## Source extract
The chief reported “heavy fire on the roof” of a mill building and aerial operations would be needed. This was followed by a call for two mutual aid tower ladders to be sent to the scene. Passaic Street and Canal Street addresses were used for the commercial site.

The fire was in a complex that contained Majestic Industries and Qualco, Inc. Majestic makes gaming and hospitality furniture for casinos and bingo halls, Mayor Hector Carlos Lora said. Qualco produces and distributes chemicals used to treat pools and spas. A county haz-mat team was called to the scene.

Flames lit up the night sky and a huge column of black smoke rose above the city. It was later reported that the smoke was spotted on weather radar. On this windy evening, large embers flew over the Passaic River to the Wallington side. Besides dispatching a pumper to Passaic, the rest of the Wallington Fire Department turned-out on ember patrol to protect their borough.

Mutual aid companies were sent to Route 21 to set up master streams for the fire building and exposure protection, as the highway was shut down to traffic. When fire units gained better access to the structure involved, it was reported that there was fire on the first-floor of the fire building and soon on all floors of a three-story mill building.

With the temperature in the 20's, and a wind chill factor, the usual winter hindrances were present, such as ice on the ground and frozen hydrants. Water relay operations were established which involved numerous mutual aid pumpers. The main fire was in the Majestic Industries property.

As the fire grew larger, a collapse zone was established and a ladder company was ordered to move back and away from high tension wires, above. Part of the fire building collapsed on the river side, creating an even bigger ball of flames and a mammoth column of smoke.

An extensive amount of mutual aid was called to the scene, and to cover the city, from some five area counties. Last January, a multiple-alarm fire destroyed a recycling plant in the same city neighborhood, on another frigid night. Many of the fire companies that responded to the current blaze were familiar with how the firefighting, water relay, rotating of fire companies, rehab, and other operations would be executed, due to their previous duties in 2021.

## Material shown
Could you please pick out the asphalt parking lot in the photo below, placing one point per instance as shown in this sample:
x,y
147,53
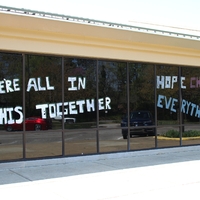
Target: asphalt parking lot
x,y
168,173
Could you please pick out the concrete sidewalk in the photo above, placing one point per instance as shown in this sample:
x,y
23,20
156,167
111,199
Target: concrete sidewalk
x,y
152,174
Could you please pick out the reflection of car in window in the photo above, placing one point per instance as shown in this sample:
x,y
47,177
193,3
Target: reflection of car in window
x,y
138,118
31,124
69,120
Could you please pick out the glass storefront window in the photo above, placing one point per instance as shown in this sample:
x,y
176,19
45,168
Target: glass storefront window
x,y
167,89
74,106
142,106
190,109
80,106
42,99
11,114
112,94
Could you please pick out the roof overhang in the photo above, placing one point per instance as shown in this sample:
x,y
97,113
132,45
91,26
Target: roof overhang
x,y
30,34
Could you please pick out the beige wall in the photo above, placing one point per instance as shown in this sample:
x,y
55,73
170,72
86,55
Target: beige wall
x,y
39,35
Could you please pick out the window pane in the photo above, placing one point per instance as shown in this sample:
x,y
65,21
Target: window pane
x,y
167,104
80,106
112,105
11,114
190,110
141,87
43,98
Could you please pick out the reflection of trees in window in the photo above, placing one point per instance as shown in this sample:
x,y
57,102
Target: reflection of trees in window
x,y
172,92
43,66
11,68
141,79
192,91
112,83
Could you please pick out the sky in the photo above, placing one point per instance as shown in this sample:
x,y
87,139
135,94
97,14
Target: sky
x,y
182,14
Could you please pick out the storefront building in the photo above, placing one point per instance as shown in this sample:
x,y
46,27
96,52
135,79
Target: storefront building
x,y
67,85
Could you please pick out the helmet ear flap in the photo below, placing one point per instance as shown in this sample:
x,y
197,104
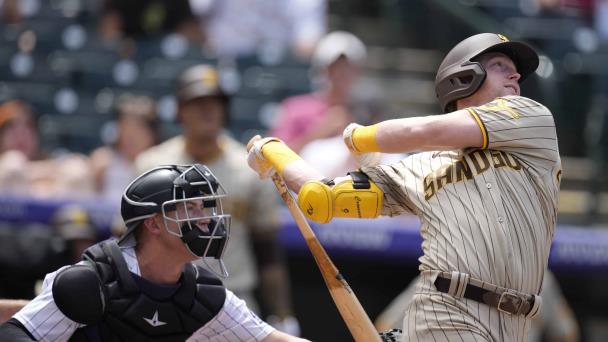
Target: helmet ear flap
x,y
459,82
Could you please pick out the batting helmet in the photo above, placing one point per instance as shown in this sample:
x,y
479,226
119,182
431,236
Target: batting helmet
x,y
460,76
165,189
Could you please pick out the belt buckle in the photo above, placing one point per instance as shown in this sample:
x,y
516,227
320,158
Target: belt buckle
x,y
510,303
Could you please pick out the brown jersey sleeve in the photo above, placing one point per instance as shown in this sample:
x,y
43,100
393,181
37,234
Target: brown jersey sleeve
x,y
521,126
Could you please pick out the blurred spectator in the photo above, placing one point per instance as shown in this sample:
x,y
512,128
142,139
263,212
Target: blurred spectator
x,y
144,18
253,256
601,18
556,322
11,13
245,27
323,113
31,250
74,230
136,130
23,168
18,130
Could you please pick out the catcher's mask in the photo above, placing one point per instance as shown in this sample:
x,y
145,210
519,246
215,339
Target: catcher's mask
x,y
460,76
190,201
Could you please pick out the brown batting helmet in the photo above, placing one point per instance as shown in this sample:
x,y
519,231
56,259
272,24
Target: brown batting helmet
x,y
460,76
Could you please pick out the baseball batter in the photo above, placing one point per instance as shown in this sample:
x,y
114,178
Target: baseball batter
x,y
485,188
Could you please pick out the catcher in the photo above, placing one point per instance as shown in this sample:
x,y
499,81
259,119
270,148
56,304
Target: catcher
x,y
146,287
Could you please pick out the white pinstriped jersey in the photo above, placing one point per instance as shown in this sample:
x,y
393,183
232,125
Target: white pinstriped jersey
x,y
487,212
234,322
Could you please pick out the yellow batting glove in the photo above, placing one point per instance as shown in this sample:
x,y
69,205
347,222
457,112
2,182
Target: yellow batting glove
x,y
363,159
268,155
360,139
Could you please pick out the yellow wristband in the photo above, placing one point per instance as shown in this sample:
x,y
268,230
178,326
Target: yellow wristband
x,y
364,139
279,155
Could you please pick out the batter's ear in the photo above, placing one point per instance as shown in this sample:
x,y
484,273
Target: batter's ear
x,y
78,294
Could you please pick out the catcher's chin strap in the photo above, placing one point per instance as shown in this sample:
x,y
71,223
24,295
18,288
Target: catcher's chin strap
x,y
394,335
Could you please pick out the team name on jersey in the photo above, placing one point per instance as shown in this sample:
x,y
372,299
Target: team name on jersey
x,y
473,164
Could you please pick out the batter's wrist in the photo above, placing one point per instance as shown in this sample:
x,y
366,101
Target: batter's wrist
x,y
279,155
364,139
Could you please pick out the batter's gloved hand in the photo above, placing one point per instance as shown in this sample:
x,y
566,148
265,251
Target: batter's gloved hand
x,y
288,324
369,159
255,158
347,135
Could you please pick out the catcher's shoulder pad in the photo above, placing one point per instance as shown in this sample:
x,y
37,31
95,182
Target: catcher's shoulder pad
x,y
77,292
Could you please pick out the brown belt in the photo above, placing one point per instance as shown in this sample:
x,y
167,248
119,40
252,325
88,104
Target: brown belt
x,y
508,302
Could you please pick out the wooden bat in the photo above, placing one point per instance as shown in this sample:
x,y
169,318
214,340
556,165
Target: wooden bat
x,y
348,305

## What to produce
Decide whether each statement agrees with the mill fire report. Answer yes or no for each, and quote the words from the report that settle it.
(a) Qualco makes furniture for casinos and bingo halls.
(b) The main fire burned in the Majestic Industries property.
(c) Route 21 stayed open to traffic while mutual aid companies set up master streams.

## Written answer
(a) No: "Qualco produces and distributes chemicals used to treat pools and spas."
(b) Yes: "The main fire was in the Majestic Industries property."
(c) No: "as the highway was shut down to traffic."